**Exercise requirements**.
Could you format the material below as a JSON array of strings, with one string for each line and blank lines left out?

**Source records**.
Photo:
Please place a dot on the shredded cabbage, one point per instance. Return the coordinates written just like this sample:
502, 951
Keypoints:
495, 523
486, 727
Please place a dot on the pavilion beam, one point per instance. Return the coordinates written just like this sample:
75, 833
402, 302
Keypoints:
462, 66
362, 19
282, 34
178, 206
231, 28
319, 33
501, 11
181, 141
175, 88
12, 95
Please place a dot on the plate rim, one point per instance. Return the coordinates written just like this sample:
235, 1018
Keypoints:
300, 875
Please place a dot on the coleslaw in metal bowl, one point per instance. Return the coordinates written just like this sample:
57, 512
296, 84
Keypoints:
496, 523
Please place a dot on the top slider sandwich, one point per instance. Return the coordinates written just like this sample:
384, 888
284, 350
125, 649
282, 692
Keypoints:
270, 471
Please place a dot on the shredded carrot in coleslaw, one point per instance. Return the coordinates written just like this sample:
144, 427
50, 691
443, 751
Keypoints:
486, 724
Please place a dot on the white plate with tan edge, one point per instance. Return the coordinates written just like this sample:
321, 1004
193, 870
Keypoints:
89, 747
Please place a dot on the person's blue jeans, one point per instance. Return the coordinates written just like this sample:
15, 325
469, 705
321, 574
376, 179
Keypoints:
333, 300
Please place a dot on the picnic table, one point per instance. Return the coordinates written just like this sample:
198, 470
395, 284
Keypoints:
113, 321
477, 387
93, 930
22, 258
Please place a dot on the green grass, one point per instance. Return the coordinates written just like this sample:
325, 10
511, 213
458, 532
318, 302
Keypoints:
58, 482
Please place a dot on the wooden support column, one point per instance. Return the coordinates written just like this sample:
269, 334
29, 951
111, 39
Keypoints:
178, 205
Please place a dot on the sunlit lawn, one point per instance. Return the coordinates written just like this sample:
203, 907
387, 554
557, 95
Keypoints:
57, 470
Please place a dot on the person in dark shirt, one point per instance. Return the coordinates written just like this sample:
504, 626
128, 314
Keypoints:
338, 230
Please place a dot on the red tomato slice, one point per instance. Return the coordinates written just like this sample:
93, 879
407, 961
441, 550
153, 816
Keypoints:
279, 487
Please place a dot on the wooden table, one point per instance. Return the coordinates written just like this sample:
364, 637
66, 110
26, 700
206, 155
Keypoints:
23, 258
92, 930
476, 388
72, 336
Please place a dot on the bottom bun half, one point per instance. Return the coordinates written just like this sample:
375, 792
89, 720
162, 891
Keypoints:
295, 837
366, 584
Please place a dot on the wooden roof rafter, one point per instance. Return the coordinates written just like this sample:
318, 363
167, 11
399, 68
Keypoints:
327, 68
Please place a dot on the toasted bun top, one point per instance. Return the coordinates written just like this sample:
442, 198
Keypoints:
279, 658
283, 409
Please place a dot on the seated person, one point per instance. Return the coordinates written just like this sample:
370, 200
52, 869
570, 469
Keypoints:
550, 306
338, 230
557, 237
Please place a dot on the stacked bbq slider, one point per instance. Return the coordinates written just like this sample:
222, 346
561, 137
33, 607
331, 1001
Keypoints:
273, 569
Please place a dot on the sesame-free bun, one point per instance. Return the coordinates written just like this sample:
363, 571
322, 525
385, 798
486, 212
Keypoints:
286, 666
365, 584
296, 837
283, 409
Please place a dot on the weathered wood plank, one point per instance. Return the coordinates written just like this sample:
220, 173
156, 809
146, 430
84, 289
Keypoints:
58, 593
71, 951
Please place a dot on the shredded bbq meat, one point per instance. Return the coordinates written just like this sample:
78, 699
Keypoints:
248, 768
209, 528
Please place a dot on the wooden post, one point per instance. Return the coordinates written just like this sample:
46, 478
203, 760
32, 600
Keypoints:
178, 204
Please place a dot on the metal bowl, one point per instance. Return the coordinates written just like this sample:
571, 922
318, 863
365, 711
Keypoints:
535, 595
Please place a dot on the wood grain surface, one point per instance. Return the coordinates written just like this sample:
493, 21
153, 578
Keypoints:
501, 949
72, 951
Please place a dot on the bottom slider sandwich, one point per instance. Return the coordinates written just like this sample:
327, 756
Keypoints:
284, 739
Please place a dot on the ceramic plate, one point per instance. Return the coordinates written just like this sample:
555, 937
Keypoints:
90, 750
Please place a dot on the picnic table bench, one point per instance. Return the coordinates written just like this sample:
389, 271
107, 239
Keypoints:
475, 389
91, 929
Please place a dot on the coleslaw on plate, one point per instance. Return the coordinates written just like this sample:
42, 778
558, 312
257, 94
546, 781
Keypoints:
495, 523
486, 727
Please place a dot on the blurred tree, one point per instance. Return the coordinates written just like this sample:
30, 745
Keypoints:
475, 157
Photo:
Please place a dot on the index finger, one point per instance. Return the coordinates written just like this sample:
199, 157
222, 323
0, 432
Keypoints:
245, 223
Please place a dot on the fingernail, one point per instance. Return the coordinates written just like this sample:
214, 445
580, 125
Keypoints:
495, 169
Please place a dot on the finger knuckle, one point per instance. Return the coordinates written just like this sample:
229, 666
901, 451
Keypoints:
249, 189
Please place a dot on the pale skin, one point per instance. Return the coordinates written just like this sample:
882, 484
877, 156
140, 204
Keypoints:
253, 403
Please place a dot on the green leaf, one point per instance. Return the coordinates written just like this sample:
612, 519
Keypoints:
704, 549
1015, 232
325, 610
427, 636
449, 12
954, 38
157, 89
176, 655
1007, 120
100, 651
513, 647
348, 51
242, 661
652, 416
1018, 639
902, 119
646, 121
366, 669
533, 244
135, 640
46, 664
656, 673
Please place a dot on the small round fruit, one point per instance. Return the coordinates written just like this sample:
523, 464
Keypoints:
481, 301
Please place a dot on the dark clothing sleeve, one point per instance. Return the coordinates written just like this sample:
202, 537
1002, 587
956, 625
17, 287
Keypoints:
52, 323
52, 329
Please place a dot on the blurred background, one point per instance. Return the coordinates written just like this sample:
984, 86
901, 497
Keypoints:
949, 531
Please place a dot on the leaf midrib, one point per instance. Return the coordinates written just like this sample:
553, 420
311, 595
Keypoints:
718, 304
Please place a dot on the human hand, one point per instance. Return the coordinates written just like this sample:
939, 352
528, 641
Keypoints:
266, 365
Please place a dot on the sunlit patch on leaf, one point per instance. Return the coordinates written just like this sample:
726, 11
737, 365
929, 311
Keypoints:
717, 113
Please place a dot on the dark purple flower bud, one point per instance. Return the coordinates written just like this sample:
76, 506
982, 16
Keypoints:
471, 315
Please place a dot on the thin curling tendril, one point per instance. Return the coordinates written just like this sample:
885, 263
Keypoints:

**Solved exercise**.
[
  "Photo:",
  "Please place a dot on the shredded cabbage, one point per instance. Return the coordinates written just like this sample:",
  "502, 951",
  "Keypoints:",
  "495, 523",
  "486, 727",
  "Please place a dot on the pavilion beam, one point per instance. Return the coordinates written just like this sample:",
  "75, 833",
  "402, 302",
  "Keypoints:",
  "462, 66",
  "362, 19",
  "282, 34",
  "178, 206",
  "231, 28",
  "319, 33",
  "501, 11",
  "181, 141",
  "175, 88",
  "12, 95",
  "Please place a dot on the plate rim, one point per instance. Return the coordinates written just like this sample:",
  "235, 1018",
  "Keypoints:",
  "300, 875",
  "Please place a dot on the coleslaw in metal bowl, one point per instance. Return the coordinates written just like this sample:",
  "57, 512",
  "296, 84",
  "Keypoints:",
  "496, 523",
  "Please place a dot on the top slider sandwich, one point per instance. Return the coordinates written just like this sample:",
  "384, 888",
  "284, 350",
  "125, 649",
  "282, 692",
  "Keypoints:",
  "270, 471",
  "Please place a dot on the shredded carrot in coleslaw, one point per instance. Return the coordinates written just like this sample:",
  "144, 427",
  "50, 691",
  "443, 751",
  "Keypoints:",
  "486, 724",
  "Please place a dot on the white plate with tan edge, one point per instance. Return the coordinates written just like this sample:",
  "321, 1004",
  "193, 870",
  "Keypoints:",
  "89, 747",
  "Please place a dot on the person's blue jeans, one point per instance. Return the coordinates written just like this sample:",
  "15, 325",
  "469, 705",
  "321, 574",
  "376, 179",
  "Keypoints:",
  "333, 300",
  "Please place a dot on the picnic table, one point per instance. Return the coordinates written just like this sample:",
  "198, 470",
  "395, 284",
  "Keypoints:",
  "113, 321",
  "477, 387",
  "93, 930",
  "22, 258",
  "Please place a dot on the green grass, one point per instance. Return the coordinates written just like this sample:",
  "325, 10",
  "511, 213",
  "458, 532",
  "318, 302",
  "Keypoints:",
  "58, 482",
  "Please place a dot on the wooden support column, one point per instance. Return the coordinates written just like this sample:",
  "269, 334",
  "29, 951",
  "111, 39",
  "Keypoints:",
  "178, 205",
  "Please place a dot on the sunlit lawn, one point per instance. Return the coordinates written just like this sample:",
  "203, 907",
  "387, 554",
  "557, 95",
  "Keypoints:",
  "57, 470",
  "Please place a dot on the person in dark shirt, one point per instance. Return the coordinates written just like this sample:",
  "504, 626",
  "128, 314",
  "Keypoints:",
  "338, 230",
  "Please place a dot on the red tomato slice, one point per instance. Return the coordinates written just like this sample:",
  "93, 879",
  "407, 961",
  "441, 550",
  "153, 816",
  "Keypoints:",
  "279, 487",
  "Please place a dot on the wooden table, one point per instance. Return the coordinates written just like this sample:",
  "364, 637",
  "66, 110",
  "26, 700",
  "206, 155",
  "Keypoints:",
  "23, 258",
  "92, 930",
  "476, 388",
  "72, 336",
  "Please place a dot on the bottom bun half, one point per instance. Return the coordinates written just like this sample:",
  "375, 792",
  "89, 720",
  "162, 891",
  "Keypoints:",
  "295, 837",
  "366, 584",
  "Please place a dot on the wooden roof rafter, one point per instance. Return the coordinates written just like this sample:",
  "318, 363",
  "167, 11",
  "399, 68",
  "Keypoints:",
  "327, 68",
  "Please place a dot on the toasted bun top, one point per instance. Return the coordinates written just like this sample:",
  "442, 198",
  "Keypoints:",
  "279, 658",
  "283, 409",
  "Please place a dot on the seated person, one point per instance. Return the coordinates written just like this sample:",
  "370, 200",
  "52, 869",
  "570, 469",
  "Keypoints:",
  "550, 306",
  "338, 230",
  "557, 237",
  "Please place a dot on the stacked bbq slider, one point per instance. Return the coordinates written just like this sample:",
  "222, 346",
  "561, 137",
  "33, 607",
  "331, 1001",
  "Keypoints:",
  "273, 569",
  "Please place a dot on the sesame-free bun, one point per instance. Return the coordinates written just like this sample:",
  "363, 571",
  "322, 525",
  "385, 798",
  "486, 212",
  "Keypoints:",
  "286, 666",
  "365, 584",
  "296, 837",
  "283, 409",
  "Please place a dot on the weathered wood plank, one point per instance. Return the coordinates written just like this sample:",
  "220, 173",
  "156, 809",
  "146, 430",
  "84, 289",
  "Keypoints:",
  "58, 593",
  "71, 951",
  "Please place a dot on the shredded bbq meat, one point per instance. Return the coordinates written just like this sample:",
  "78, 699",
  "Keypoints:",
  "248, 768",
  "209, 528",
  "Please place a dot on the wooden post, one point per instance. Return the coordinates written just like this sample:",
  "46, 478",
  "203, 760",
  "32, 600",
  "Keypoints:",
  "178, 204",
  "Please place a dot on the metal bowl, one point per instance. Return the coordinates written just like this sample:",
  "571, 922",
  "318, 863",
  "365, 711",
  "Keypoints:",
  "535, 595",
  "Please place a dot on the wood grain surface, one point per instance. Return the coordinates written just like this sample:",
  "493, 21",
  "153, 578",
  "Keypoints:",
  "501, 949",
  "72, 951",
  "Please place a dot on the bottom slider sandwich, one point per instance. Return the coordinates written just like this sample:",
  "327, 756",
  "Keypoints:",
  "284, 739",
  "Please place a dot on the ceramic plate, one point per instance. Return the coordinates written just like this sample:",
  "555, 937",
  "Keypoints:",
  "90, 750",
  "Please place a dot on the picnic table bench, one point per instance. Return the coordinates written just like this sample:",
  "389, 271",
  "107, 239",
  "Keypoints:",
  "475, 389",
  "91, 929",
  "Please place a dot on the coleslaw on plate, one point per instance. Return the coordinates written just like this sample:",
  "42, 778",
  "558, 312",
  "257, 94",
  "546, 781",
  "Keypoints:",
  "495, 523",
  "486, 727",
  "Please place a dot on the blurred tree, one point per instance. Return the coordinates written just like this sample:",
  "30, 745",
  "Keypoints:",
  "475, 157",
  "Photo:",
  "Please place a dot on the index finger, one point per instance. Return the coordinates written just like this sample:",
  "199, 157",
  "222, 323",
  "0, 432",
  "Keypoints:",
  "245, 223",
  "Please place a dot on the fingernail, one point per instance. Return the coordinates written just like this sample:",
  "214, 445",
  "580, 125",
  "Keypoints:",
  "495, 169",
  "Please place a dot on the finger knuckle, one point per instance. Return the coordinates written just like this sample:",
  "229, 666",
  "901, 451",
  "Keypoints:",
  "249, 189",
  "Please place a dot on the pale skin, one point per instance. Return the coordinates written just like this sample:",
  "882, 484",
  "877, 156",
  "140, 204",
  "Keypoints:",
  "253, 403",
  "Please place a dot on the green leaf, one point per instance. Return the coordinates written just like this sample:",
  "612, 519",
  "Keypoints:",
  "704, 549",
  "1015, 232",
  "325, 610",
  "427, 636",
  "449, 12",
  "954, 38",
  "157, 89",
  "176, 655",
  "1007, 120",
  "100, 651",
  "513, 647",
  "348, 51",
  "242, 661",
  "652, 416",
  "1018, 639",
  "902, 119",
  "646, 121",
  "366, 669",
  "533, 244",
  "135, 640",
  "46, 664",
  "656, 673",
  "Please place a dot on the small round fruit, one point per instance. Return the coordinates written just like this sample:",
  "523, 464",
  "Keypoints:",
  "481, 301",
  "Please place a dot on the dark clothing sleeve, one point per instance. Return the coordinates written just like this sample:",
  "202, 537",
  "1002, 587",
  "956, 625",
  "17, 287",
  "Keypoints:",
  "52, 323",
  "52, 329",
  "Please place a dot on the blurred background, one point per instance. Return the coordinates written just like this sample:",
  "984, 86",
  "901, 497",
  "Keypoints:",
  "949, 531",
  "Please place a dot on the leaf midrib, one point per instance. Return the coordinates written just like this sample:",
  "553, 420",
  "311, 595",
  "Keypoints:",
  "718, 304",
  "Please place a dot on the human hand, one point per instance. Return the coordinates written just like this sample:",
  "939, 352",
  "528, 641",
  "Keypoints:",
  "266, 365",
  "Please place a dot on the sunlit patch on leaf, one point per instance. Return the coordinates written just like this sample:",
  "726, 11",
  "737, 365",
  "929, 311",
  "Keypoints:",
  "717, 113",
  "Please place a dot on the dark purple flower bud, one point per instance. Return the coordinates written just like this sample:",
  "76, 506",
  "982, 16",
  "Keypoints:",
  "471, 315",
  "Please place a dot on the thin curling tendril, one point per instance. Return the coordinates written just like this sample:",
  "885, 263",
  "Keypoints:"
]